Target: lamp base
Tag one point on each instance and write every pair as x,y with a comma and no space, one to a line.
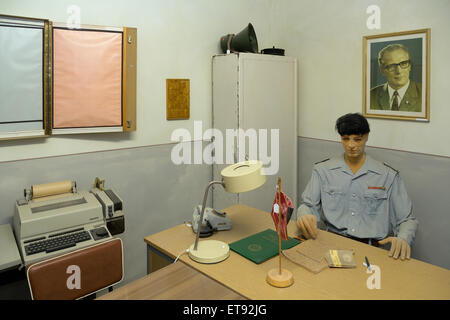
209,251
283,280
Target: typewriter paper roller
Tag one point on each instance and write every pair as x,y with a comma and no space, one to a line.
50,189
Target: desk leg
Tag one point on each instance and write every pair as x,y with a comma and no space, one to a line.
156,259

Prompt: Return every entry above exactly as written, minus the pictures.

Your solution:
Target: lamp base
Tag one point on each instance and write every pair as x,y with a comma and no space, one to a line.
209,251
283,280
Target: typewriter paper roller
Tag one point on each instance and write every pair as x,y with a comma and no space, one to a line.
50,189
Target: desk leg
Tag one point on each instance and write every pair as x,y with a comma and no space, one to a line.
156,259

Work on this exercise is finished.